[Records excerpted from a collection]

____________

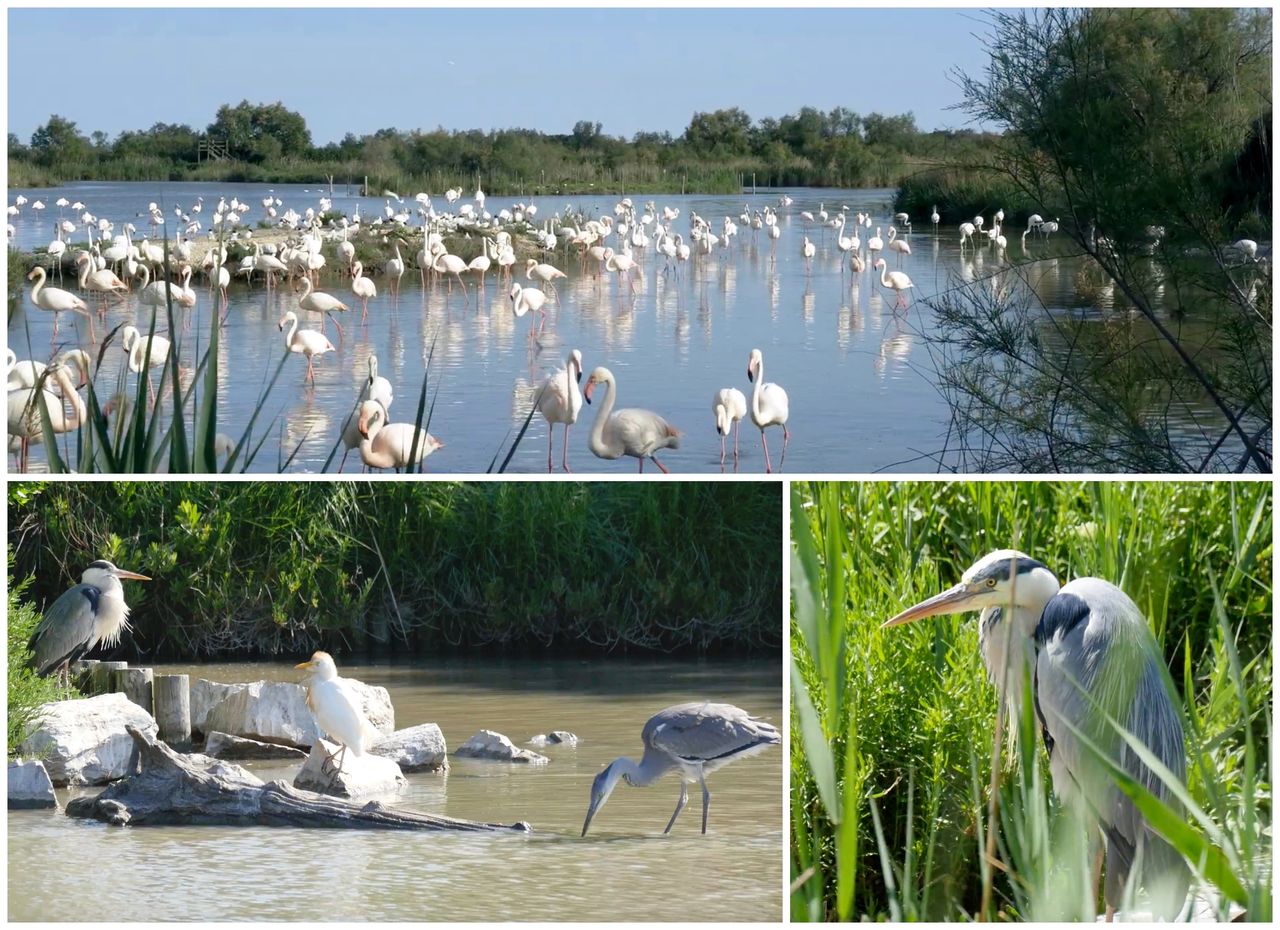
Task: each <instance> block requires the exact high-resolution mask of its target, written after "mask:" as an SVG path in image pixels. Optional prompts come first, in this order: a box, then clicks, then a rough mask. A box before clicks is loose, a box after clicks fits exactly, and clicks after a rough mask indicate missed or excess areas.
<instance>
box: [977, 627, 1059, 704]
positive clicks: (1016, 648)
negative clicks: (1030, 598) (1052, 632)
mask: <svg viewBox="0 0 1280 930" xmlns="http://www.w3.org/2000/svg"><path fill="white" fill-rule="evenodd" d="M1042 613H1044V605H1039V606H1023V605H1016V606H1014V608H1009V606H1002V608H987V609H986V610H983V611H982V618H980V620H979V627H978V643H979V646H980V649H982V660H983V664H984V665H986V666H987V678H988V679H989V681H991V683H992V684H995V686H996V691H997V693H1001V695H1004V696H1005V697H1006V698H1007V700H1009V706H1010V710H1012V713H1014V716H1015V720H1016V719H1018V716H1020V715H1021V706H1023V682H1024V677H1025V674H1027V673H1028V669H1029V668H1032V666H1033V665H1034V663H1036V641H1034V638H1033V637H1034V633H1036V624H1037V623H1038V622H1039V617H1041V614H1042ZM1014 725H1016V723H1015V724H1014Z"/></svg>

____________

◆ **WHAT YOU WILL DO**: No pictures belong in the copy. Repeat the entries exactly.

◆ **EXERCISE RESPONSE**:
Task: each <instance> block requires the exact high-resolution mask of its target, written after "mask:" as an SVG path in image pixels. Optional prompts come first, in this order: a box, then clicks, then a rough mask. A box before clicks is loose, a box after clicks fits exactly, and clicks after a rough mask indicate missed or excess areas.
<instance>
box: [977, 627, 1059, 704]
positive clicks: (1016, 648)
negative clicks: (1030, 598) (1052, 632)
mask: <svg viewBox="0 0 1280 930" xmlns="http://www.w3.org/2000/svg"><path fill="white" fill-rule="evenodd" d="M1042 613H1044V605H1039V606H1023V605H1016V606H1014V608H1009V606H1002V608H987V609H986V610H983V611H982V618H980V620H979V627H978V643H979V646H980V649H982V660H983V664H984V665H986V666H987V678H988V679H989V681H991V683H992V684H995V686H996V691H997V693H1001V695H1004V696H1005V697H1006V698H1007V700H1009V706H1010V710H1012V713H1014V716H1015V720H1016V719H1018V716H1020V715H1021V706H1023V682H1024V677H1025V674H1027V673H1028V669H1029V668H1032V666H1033V665H1034V663H1036V641H1034V638H1033V637H1034V633H1036V624H1037V623H1038V622H1039V617H1041V614H1042ZM1014 725H1016V723H1015V724H1014Z"/></svg>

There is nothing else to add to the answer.